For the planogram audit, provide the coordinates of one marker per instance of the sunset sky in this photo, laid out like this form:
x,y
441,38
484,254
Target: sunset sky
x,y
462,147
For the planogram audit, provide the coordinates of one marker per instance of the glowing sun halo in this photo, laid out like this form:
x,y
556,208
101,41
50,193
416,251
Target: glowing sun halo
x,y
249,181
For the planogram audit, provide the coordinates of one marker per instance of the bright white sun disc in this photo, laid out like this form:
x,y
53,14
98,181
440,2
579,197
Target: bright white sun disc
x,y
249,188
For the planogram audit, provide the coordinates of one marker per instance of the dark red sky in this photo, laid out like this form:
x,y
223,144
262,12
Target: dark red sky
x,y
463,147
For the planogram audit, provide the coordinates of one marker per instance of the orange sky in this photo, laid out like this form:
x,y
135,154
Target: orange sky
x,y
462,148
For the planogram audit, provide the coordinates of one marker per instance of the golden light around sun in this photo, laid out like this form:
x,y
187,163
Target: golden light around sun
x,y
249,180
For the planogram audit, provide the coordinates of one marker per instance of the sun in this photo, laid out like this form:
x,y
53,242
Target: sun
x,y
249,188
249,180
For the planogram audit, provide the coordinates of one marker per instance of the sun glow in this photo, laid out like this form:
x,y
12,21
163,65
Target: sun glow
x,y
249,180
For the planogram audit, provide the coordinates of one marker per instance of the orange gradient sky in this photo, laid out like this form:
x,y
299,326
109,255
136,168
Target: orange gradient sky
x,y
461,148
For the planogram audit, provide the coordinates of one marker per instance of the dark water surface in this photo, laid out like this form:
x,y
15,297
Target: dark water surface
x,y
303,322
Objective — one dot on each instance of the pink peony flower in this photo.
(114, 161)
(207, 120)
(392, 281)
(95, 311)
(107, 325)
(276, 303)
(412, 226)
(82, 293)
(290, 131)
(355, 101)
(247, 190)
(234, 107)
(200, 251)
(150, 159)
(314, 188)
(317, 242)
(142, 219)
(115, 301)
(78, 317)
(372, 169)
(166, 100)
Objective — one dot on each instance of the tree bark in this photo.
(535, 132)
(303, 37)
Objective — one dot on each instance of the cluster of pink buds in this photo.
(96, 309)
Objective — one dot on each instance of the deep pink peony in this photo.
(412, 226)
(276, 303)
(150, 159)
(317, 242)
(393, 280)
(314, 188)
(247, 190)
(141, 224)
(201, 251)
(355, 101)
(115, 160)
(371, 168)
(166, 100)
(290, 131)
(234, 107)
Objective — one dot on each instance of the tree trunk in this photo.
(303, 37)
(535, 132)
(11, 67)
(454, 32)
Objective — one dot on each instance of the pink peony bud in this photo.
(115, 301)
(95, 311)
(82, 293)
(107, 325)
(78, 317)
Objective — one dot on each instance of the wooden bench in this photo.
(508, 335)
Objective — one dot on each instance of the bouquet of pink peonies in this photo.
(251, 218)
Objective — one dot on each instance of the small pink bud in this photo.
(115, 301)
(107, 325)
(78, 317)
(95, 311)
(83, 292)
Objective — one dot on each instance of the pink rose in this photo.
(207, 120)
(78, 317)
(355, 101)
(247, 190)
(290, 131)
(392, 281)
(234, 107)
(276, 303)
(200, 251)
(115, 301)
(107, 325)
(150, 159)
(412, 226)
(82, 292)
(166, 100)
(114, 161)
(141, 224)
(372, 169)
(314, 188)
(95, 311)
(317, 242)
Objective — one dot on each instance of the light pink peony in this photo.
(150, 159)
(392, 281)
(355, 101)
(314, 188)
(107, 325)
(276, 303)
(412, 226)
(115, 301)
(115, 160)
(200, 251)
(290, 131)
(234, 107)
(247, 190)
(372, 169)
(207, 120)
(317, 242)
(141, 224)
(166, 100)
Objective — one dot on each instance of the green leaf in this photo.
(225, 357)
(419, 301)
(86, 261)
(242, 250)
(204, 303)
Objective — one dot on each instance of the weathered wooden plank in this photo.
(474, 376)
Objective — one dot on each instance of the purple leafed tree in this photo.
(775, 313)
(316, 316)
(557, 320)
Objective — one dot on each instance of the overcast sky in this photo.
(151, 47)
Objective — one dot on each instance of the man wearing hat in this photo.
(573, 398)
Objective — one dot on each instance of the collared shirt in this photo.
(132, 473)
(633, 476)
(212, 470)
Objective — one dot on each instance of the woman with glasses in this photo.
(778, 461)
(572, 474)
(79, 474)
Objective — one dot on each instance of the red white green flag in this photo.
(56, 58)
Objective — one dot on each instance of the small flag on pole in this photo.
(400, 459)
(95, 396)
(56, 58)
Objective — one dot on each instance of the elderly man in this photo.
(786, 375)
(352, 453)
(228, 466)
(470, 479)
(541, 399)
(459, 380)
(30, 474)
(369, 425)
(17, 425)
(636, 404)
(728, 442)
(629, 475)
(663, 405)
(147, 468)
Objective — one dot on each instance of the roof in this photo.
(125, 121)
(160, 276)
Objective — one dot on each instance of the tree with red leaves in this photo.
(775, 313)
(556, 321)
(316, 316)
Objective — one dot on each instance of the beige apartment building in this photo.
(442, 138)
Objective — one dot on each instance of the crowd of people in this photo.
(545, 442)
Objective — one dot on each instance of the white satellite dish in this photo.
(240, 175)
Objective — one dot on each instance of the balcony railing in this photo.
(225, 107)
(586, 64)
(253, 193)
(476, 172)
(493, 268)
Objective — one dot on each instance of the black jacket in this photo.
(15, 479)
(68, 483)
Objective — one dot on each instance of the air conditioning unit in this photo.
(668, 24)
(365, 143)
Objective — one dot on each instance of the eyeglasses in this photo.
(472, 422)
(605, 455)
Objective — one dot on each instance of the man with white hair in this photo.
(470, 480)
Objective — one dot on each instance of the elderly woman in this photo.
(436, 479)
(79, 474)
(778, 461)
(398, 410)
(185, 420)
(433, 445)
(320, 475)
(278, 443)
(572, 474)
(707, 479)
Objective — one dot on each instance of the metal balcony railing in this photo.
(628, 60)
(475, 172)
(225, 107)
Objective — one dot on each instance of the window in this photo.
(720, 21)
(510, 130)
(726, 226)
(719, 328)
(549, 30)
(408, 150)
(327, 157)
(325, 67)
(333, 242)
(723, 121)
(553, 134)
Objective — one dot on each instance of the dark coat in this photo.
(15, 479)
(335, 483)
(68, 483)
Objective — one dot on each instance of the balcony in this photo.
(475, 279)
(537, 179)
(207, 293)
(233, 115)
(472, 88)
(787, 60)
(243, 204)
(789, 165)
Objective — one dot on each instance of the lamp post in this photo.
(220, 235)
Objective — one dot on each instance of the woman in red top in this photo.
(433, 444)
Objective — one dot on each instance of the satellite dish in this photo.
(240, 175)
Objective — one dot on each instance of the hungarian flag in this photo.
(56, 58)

GOAL OF THE EXERCISE:
Your task is to write out every record exactly.

ANSWER SPACE:
For the planogram audit, provide the coordinates of one marker per instance of the sunset sky in this photo, laid out like this form:
x,y
441,38
484,254
Target: sunset sky
x,y
462,147
For the planogram audit, provide the coordinates of one marker per instance of the glowing sun halo in this photo, laid out like this form:
x,y
556,208
101,41
50,193
416,251
Target: glowing sun halo
x,y
249,181
For the planogram audit, provide the coordinates of one marker per instance of the bright white sun disc in this photo, laid out like this form:
x,y
53,14
98,181
440,2
579,197
Target: bright white sun disc
x,y
249,188
For the planogram audit, provide the coordinates of one marker per instance of the dark red sky in this photo, laid out like this form:
x,y
223,144
262,12
Target: dark red sky
x,y
463,147
For the planogram audit, provide the coordinates of one marker per instance of the orange sky in this photo, laid out like this form:
x,y
135,154
Target: orange sky
x,y
462,148
For the planogram audit, provide the coordinates of one marker per instance of the golden light around sun in this photo, laid out like this form:
x,y
187,163
Target: golden light around sun
x,y
249,180
For the planogram audit, provide the coordinates of one marker per instance of the sun in this photo, laid out like this form:
x,y
53,242
Target: sun
x,y
249,188
249,180
For the planogram audit, provide the coordinates of one marker per instance of the sun glow in this photo, laid out like this form:
x,y
12,21
163,65
Target: sun glow
x,y
249,180
For the planogram audit, provide the coordinates of one marker per instance of the orange gradient sky in this photo, laid out like this form:
x,y
299,326
109,255
136,168
Target: orange gradient sky
x,y
461,148
For the planogram audit, provide the coordinates of one marker per instance of the dark water surface in this photo, laid out like this form:
x,y
15,297
Target: dark water surface
x,y
303,322
Objective — one dot on each instance of the pink peony flower in this photo.
(114, 161)
(207, 120)
(392, 281)
(95, 311)
(107, 325)
(276, 303)
(412, 226)
(82, 293)
(290, 131)
(355, 101)
(247, 190)
(234, 107)
(200, 251)
(150, 159)
(314, 188)
(317, 242)
(142, 219)
(115, 301)
(78, 317)
(372, 169)
(166, 100)
Objective — one dot on each instance of the tree bark in this photo.
(535, 132)
(303, 37)
Objective — one dot on each instance of the cluster of pink buds in this photo.
(96, 309)
Objective — one dot on each instance of the deep pink peony in this photo.
(412, 226)
(276, 303)
(150, 159)
(317, 242)
(393, 280)
(314, 188)
(247, 190)
(141, 224)
(201, 251)
(355, 101)
(115, 160)
(371, 168)
(166, 100)
(290, 131)
(234, 107)
Objective — one dot on each instance of the tree trunk in this photo.
(303, 37)
(535, 132)
(11, 67)
(454, 32)
Objective — one dot on each instance of the pink peony bud in this photo.
(115, 301)
(95, 311)
(82, 293)
(107, 325)
(78, 317)
Objective — one dot on each instance of the wooden bench in this photo.
(508, 335)
Objective — one dot on each instance of the bouquet of pink peonies in this photo.
(251, 218)
Objective — one dot on each instance of the small pink bud in this photo.
(115, 301)
(107, 325)
(78, 317)
(95, 311)
(83, 292)
Objective — one dot on each instance of the pink rose in this photo.
(207, 120)
(78, 317)
(355, 101)
(247, 190)
(290, 131)
(392, 281)
(234, 107)
(276, 303)
(200, 251)
(115, 301)
(107, 325)
(150, 159)
(412, 226)
(82, 292)
(166, 100)
(114, 161)
(141, 224)
(372, 169)
(314, 188)
(95, 311)
(317, 242)
Objective — one dot on each instance of the light pink peony in this photo.
(150, 159)
(392, 281)
(355, 101)
(314, 188)
(107, 325)
(276, 303)
(412, 226)
(115, 301)
(115, 160)
(200, 251)
(290, 131)
(234, 107)
(247, 190)
(372, 169)
(207, 120)
(317, 242)
(141, 224)
(166, 100)
Objective — one dot on each instance of the green leaf in this photo.
(225, 357)
(419, 301)
(86, 261)
(242, 250)
(204, 303)
Objective — one dot on each instance of the weathered wooden plank in this photo.
(474, 376)
Objective — one dot on each instance of the purple leafed tree in this photo.
(775, 313)
(316, 316)
(557, 320)
Objective — one dot on each instance of the overcast sky in this photo.
(151, 47)
Objective — one dot on each instance of the man wearing hat in this photo.
(573, 398)
Objective — one dot on each instance of the collared shirt in this photo.
(132, 473)
(633, 476)
(212, 470)
Objective — one dot on each instance of the woman with glasses in this photo.
(778, 461)
(572, 474)
(79, 474)
Objective — one dot on each instance of the red white green flag in this photo.
(56, 58)
Objective — one dot on each instance of the small flag on pole in this photo.
(400, 459)
(95, 396)
(56, 58)
Objective — one dot on each instance of the elderly man in this photo.
(786, 375)
(352, 453)
(228, 466)
(470, 479)
(541, 399)
(459, 380)
(30, 474)
(369, 425)
(17, 425)
(636, 404)
(728, 442)
(629, 475)
(663, 405)
(147, 468)
Objective — one dot on each instance of the roof in this photo.
(125, 121)
(160, 276)
Objective — one dot on each instance of the tree with red leaves in this photo.
(775, 313)
(556, 321)
(316, 316)
Objective — one dot on each instance of the beige apartment building in this photo.
(442, 138)
Objective — one dot on each instance of the crowd of people in this photo.
(545, 442)
Objective — one dot on each instance of the white satellite dish in this photo.
(240, 175)
Objective — one dot on each instance of the balcony railing in this photo.
(225, 107)
(586, 64)
(253, 193)
(476, 172)
(493, 268)
Objective — one dot on each instance of the black jacket in this photo.
(15, 479)
(68, 483)
Objective — one dot on each instance of the air conditioning unit in this photo.
(668, 24)
(365, 143)
Objective — one dot on each instance of the eyeglasses in this photo.
(472, 422)
(605, 455)
Objective — one dot on each instance of the man with white hair in this photo.
(470, 480)
Objective — one dot on each instance of the elderly woman in this photo.
(436, 479)
(79, 474)
(778, 461)
(398, 410)
(185, 420)
(433, 445)
(320, 475)
(278, 443)
(572, 474)
(707, 479)
Objective — one dot on each instance of the metal balcony railing in this photo.
(628, 60)
(475, 172)
(225, 107)
Objective — one dot on each instance of the window in this photo.
(720, 21)
(510, 130)
(726, 226)
(719, 328)
(549, 30)
(408, 150)
(327, 157)
(325, 67)
(333, 242)
(723, 121)
(553, 134)
Objective — one dot on each instance of the dark coat in this photo.
(15, 479)
(335, 483)
(68, 483)
Objective — one dot on each instance of the balcony in this photo.
(475, 279)
(537, 179)
(207, 293)
(233, 115)
(472, 88)
(787, 60)
(243, 204)
(789, 165)
Objective — one dot on each instance of the lamp post in this photo.
(220, 235)
Objective — one dot on each instance of the woman in red top in this photo.
(433, 444)
Objective — one dot on each instance of the satellite dish in this photo.
(240, 175)
Objective — one dot on each instance of the hungarian flag in this photo.
(56, 58)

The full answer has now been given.